## Items from a dataset
----------------

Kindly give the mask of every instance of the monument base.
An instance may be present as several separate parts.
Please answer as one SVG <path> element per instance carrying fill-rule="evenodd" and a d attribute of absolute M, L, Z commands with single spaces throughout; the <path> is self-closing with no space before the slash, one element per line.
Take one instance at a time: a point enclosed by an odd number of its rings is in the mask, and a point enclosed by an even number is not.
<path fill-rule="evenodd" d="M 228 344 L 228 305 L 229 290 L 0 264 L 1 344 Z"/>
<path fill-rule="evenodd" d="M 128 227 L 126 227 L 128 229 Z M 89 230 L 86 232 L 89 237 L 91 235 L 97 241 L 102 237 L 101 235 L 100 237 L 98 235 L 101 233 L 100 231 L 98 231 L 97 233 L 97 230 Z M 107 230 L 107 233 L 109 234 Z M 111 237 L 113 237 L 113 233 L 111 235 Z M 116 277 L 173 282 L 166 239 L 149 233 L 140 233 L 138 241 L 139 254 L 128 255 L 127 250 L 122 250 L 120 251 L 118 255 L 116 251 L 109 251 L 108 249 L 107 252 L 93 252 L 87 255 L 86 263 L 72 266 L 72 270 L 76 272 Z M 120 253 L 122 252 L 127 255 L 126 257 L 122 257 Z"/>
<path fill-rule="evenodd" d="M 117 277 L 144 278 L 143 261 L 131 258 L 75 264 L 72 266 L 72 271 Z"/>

----------------

## Instruction
Rewrite the records above with "monument base" swapped for "statue pedestal" and every other part left unchanged.

## Result
Kindly give the mask of every instance of the statue pedestal.
An instance may be present as several separate parts.
Please answer as one SVG <path> element per instance carrying fill-rule="evenodd" and a d attribute of absolute M, L, Z commands with single spaces throughout; the <path> is self-closing with no space before the slash, one element per line.
Take one instance at a time: a point enclosed by an odd number of its rings is in the mask, and a point enclosed by an even number is not.
<path fill-rule="evenodd" d="M 228 344 L 228 305 L 229 290 L 0 264 L 1 344 Z"/>
<path fill-rule="evenodd" d="M 128 227 L 126 227 L 128 229 Z M 89 230 L 86 232 L 89 237 L 91 235 L 97 241 L 102 237 L 101 235 L 100 237 L 98 235 L 101 233 L 100 231 L 98 231 L 97 233 L 97 230 Z M 107 230 L 107 233 L 109 234 Z M 111 237 L 113 237 L 113 233 L 111 235 Z M 116 277 L 173 282 L 166 239 L 149 233 L 140 233 L 138 241 L 139 254 L 128 255 L 127 250 L 122 250 L 120 251 L 118 255 L 116 251 L 109 251 L 108 249 L 107 252 L 93 252 L 87 255 L 86 263 L 72 266 L 72 270 L 76 272 Z M 120 253 L 122 252 L 127 255 L 126 257 L 122 257 Z"/>
<path fill-rule="evenodd" d="M 117 277 L 144 278 L 143 261 L 131 258 L 75 264 L 72 266 L 72 271 Z"/>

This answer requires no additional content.